Short problem:
Can you echo the records verbatim, starting at the very first line and continuing up to and including the line with "x=225, y=88"?

The data:
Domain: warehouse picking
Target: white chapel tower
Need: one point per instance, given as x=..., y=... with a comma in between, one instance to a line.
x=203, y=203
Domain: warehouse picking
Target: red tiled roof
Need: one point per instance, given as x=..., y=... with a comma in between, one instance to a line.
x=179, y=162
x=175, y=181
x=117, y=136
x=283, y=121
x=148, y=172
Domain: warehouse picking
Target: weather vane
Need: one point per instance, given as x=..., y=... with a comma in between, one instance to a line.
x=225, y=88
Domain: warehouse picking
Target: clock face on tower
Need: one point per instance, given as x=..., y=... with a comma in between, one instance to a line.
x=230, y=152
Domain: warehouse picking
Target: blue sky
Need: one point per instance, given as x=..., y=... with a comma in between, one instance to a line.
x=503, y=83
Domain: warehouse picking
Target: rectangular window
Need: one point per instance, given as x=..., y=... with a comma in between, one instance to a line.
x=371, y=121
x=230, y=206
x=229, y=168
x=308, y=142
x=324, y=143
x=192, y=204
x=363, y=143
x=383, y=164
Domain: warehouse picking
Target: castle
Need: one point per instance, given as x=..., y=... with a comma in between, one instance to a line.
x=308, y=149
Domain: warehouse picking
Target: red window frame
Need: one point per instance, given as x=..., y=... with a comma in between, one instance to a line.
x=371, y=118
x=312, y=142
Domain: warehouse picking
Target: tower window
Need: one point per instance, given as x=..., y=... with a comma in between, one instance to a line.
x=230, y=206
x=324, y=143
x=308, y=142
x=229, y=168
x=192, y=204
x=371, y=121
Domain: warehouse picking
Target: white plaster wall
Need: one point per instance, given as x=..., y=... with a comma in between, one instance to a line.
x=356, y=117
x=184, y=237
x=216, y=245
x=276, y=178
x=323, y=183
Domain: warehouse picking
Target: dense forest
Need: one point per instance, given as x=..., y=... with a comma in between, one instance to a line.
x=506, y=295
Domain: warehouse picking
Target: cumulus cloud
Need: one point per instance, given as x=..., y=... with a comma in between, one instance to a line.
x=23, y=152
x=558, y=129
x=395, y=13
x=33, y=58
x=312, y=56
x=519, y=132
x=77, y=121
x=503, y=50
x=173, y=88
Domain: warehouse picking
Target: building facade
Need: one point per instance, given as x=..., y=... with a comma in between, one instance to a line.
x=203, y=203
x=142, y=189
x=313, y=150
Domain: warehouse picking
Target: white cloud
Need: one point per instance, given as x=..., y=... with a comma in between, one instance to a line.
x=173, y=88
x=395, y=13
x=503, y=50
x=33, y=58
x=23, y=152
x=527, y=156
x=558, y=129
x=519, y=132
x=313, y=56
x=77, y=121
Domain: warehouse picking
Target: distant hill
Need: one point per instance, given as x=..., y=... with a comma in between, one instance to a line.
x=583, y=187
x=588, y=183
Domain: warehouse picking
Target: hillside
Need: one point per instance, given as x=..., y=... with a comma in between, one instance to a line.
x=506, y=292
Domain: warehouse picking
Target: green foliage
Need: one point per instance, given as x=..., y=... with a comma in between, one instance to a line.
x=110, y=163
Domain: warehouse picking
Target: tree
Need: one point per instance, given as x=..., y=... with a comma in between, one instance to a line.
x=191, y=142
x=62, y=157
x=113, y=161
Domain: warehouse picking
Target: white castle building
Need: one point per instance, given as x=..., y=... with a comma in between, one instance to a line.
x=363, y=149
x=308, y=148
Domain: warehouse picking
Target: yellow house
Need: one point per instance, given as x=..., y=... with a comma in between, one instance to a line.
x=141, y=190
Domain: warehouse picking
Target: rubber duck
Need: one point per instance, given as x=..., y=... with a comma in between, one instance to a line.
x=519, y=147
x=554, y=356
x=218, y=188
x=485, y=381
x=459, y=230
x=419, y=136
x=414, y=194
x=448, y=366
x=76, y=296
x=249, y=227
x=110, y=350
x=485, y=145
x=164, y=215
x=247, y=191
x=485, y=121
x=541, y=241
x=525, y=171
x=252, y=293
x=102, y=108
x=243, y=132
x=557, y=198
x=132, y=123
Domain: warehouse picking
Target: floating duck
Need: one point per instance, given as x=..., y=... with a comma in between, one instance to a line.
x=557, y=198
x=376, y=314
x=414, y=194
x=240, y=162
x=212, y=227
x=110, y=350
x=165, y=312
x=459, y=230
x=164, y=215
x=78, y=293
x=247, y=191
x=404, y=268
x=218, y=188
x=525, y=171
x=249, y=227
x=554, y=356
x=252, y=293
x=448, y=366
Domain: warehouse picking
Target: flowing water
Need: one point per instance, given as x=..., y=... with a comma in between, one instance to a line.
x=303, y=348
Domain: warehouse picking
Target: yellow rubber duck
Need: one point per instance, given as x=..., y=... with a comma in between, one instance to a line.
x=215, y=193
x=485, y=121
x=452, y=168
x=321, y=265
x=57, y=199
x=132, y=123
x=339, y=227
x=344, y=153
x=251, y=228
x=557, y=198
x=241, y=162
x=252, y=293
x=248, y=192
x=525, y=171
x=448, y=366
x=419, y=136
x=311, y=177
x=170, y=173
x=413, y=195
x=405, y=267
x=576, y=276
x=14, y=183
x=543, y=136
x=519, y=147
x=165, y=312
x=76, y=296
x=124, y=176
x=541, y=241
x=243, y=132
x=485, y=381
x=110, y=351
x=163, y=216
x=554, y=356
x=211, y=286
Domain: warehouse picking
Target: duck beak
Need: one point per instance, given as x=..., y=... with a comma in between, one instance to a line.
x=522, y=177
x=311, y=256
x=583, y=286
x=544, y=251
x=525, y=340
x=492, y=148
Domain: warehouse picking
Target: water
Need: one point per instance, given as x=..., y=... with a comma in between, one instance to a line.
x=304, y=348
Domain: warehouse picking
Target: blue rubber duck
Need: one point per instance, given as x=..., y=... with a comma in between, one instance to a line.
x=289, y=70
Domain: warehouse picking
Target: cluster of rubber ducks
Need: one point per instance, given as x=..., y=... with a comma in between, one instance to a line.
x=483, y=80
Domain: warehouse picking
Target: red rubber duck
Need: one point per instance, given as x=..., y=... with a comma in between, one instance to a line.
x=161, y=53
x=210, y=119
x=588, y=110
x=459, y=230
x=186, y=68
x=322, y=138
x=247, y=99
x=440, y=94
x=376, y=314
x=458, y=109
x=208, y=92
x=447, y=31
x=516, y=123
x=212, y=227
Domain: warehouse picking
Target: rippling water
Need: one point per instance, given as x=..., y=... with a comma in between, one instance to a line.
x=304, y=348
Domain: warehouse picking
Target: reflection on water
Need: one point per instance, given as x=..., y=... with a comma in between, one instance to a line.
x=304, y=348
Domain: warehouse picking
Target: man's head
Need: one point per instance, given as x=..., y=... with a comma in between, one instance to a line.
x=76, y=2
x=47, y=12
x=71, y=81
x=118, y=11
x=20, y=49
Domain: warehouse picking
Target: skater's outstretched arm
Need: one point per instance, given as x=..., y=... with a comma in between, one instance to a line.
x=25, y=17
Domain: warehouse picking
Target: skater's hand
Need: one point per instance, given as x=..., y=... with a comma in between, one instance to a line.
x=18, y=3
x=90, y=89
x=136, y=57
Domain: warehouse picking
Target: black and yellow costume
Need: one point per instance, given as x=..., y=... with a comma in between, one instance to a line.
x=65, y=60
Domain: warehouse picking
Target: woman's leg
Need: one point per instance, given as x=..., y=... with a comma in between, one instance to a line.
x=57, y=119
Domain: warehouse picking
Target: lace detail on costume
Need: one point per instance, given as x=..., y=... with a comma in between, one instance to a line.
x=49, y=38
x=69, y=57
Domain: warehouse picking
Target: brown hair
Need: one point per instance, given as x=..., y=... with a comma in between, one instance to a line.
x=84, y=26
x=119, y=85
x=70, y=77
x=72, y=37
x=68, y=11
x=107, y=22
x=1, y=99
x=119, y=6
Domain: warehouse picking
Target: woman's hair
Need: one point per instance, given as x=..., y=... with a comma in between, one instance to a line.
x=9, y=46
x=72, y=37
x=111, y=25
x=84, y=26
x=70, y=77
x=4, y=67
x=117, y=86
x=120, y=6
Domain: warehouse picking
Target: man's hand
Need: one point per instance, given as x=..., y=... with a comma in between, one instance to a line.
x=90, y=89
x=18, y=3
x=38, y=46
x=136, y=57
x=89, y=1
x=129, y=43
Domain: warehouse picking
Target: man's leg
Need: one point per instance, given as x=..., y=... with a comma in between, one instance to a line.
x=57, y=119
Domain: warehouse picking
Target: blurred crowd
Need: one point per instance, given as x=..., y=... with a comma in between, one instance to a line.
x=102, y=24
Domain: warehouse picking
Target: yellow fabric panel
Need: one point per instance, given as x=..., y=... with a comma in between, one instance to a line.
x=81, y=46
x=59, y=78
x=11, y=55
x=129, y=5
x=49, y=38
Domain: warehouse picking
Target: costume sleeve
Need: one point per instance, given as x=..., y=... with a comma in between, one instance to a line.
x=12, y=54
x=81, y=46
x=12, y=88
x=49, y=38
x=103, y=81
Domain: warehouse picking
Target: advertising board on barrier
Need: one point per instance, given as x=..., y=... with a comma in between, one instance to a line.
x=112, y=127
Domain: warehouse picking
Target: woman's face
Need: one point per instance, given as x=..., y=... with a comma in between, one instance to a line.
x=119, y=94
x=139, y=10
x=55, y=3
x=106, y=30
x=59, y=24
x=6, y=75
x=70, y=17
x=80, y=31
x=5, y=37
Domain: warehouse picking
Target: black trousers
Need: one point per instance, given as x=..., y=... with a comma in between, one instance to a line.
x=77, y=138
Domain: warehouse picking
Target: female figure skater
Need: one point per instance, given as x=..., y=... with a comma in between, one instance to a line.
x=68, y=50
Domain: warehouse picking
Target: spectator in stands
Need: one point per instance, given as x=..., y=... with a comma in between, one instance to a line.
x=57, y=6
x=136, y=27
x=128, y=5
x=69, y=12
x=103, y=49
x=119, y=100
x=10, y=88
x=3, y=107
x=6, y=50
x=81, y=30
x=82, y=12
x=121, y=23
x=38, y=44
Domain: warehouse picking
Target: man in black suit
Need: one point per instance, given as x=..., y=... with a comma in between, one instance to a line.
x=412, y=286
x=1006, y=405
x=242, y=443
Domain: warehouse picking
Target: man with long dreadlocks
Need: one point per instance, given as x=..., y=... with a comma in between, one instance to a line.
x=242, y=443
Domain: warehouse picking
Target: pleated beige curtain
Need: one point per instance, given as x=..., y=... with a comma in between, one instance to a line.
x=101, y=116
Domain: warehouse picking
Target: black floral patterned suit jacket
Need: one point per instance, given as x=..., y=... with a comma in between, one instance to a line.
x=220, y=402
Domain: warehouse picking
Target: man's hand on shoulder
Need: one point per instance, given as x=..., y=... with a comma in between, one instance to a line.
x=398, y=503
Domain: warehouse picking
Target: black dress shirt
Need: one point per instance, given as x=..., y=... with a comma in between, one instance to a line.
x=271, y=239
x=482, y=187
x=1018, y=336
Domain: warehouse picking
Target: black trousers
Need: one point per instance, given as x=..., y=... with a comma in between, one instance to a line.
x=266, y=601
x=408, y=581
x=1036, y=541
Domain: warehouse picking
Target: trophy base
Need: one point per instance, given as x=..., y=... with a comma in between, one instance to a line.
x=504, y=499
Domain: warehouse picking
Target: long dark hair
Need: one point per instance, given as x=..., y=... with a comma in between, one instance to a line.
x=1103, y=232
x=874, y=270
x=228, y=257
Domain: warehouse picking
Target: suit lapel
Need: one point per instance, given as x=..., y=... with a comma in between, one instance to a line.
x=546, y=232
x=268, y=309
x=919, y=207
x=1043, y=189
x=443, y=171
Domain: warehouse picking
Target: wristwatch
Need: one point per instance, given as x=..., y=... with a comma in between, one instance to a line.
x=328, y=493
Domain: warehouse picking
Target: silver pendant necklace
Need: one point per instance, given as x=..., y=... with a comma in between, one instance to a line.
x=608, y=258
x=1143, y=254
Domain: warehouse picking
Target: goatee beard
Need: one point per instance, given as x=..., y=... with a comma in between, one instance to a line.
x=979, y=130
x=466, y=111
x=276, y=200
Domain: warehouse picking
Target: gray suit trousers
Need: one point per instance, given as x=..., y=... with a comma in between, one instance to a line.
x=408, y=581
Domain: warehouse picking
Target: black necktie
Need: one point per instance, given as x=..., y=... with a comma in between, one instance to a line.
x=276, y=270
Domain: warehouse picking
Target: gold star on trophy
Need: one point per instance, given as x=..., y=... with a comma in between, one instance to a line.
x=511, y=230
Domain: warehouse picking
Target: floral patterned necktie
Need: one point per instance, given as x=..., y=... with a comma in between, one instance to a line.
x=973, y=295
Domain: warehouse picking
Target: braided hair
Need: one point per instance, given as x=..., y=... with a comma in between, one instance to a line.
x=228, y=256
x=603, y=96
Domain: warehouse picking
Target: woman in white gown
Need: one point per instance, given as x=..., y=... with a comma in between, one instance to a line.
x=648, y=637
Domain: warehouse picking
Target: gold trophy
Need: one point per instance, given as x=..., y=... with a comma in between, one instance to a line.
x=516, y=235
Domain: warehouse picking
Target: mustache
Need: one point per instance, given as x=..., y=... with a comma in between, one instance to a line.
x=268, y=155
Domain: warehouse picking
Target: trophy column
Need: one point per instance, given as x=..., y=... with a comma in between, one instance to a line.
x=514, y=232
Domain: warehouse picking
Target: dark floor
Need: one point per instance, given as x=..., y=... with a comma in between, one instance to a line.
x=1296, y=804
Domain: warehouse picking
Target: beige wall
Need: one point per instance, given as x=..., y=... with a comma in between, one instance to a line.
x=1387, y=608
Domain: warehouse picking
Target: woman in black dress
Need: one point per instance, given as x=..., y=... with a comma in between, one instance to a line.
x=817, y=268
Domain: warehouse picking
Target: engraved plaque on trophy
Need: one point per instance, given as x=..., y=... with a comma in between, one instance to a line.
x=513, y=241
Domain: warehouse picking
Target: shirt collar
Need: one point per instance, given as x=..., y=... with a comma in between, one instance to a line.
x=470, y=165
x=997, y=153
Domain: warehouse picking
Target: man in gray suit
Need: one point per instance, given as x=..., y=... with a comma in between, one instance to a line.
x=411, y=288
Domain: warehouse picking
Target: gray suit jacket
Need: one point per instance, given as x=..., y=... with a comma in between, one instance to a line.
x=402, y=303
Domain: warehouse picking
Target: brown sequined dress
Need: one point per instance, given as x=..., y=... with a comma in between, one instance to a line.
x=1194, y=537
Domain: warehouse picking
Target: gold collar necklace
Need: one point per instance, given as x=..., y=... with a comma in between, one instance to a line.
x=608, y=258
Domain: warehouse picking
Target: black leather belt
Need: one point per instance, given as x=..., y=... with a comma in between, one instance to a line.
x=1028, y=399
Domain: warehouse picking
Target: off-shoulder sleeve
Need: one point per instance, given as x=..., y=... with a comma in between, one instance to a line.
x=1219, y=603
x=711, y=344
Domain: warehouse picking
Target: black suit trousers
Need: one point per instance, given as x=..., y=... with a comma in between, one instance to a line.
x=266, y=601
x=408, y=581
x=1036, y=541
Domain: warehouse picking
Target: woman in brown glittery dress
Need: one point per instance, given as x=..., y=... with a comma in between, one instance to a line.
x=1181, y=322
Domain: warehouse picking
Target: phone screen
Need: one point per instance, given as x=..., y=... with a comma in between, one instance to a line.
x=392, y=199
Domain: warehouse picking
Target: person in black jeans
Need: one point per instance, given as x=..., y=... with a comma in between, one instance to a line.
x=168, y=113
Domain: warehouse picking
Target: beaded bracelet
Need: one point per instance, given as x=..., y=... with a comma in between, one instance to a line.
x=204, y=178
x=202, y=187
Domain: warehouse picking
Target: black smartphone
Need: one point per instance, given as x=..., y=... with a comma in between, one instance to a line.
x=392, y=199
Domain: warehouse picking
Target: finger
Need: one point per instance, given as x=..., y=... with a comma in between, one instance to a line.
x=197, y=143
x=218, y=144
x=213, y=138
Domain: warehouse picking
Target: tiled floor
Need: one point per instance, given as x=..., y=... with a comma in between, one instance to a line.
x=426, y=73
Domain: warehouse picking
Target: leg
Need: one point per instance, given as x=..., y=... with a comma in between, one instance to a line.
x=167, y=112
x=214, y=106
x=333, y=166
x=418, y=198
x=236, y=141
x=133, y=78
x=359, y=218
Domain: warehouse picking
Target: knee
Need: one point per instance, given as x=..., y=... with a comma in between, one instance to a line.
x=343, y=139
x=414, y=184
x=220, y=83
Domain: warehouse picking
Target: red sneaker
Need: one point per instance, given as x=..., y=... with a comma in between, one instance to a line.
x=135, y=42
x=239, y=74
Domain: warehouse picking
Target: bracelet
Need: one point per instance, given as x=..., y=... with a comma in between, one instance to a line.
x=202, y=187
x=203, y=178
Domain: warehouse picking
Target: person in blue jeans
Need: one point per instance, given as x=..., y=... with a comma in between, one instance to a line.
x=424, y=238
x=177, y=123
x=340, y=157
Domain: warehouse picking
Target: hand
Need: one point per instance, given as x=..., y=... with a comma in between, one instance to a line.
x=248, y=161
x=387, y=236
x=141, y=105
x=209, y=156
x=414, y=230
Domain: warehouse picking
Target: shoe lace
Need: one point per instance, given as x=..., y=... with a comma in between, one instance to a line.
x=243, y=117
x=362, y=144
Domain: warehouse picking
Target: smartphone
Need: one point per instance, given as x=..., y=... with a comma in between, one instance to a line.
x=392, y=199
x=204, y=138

Worked answer:
Domain: warehouse picking
Target: white chapel tower
Need: one point per instance, given as x=..., y=... with a comma in between, one instance to a line.
x=203, y=203
Domain: warehouse picking
Target: red tiled roof
Need: one point per instance, given as x=..., y=... with a comma in between, one instance to a line.
x=179, y=162
x=175, y=181
x=117, y=136
x=283, y=121
x=148, y=172
Domain: warehouse picking
Target: weather vane
Need: one point per instance, given as x=..., y=... with a comma in between, one instance to a line.
x=225, y=88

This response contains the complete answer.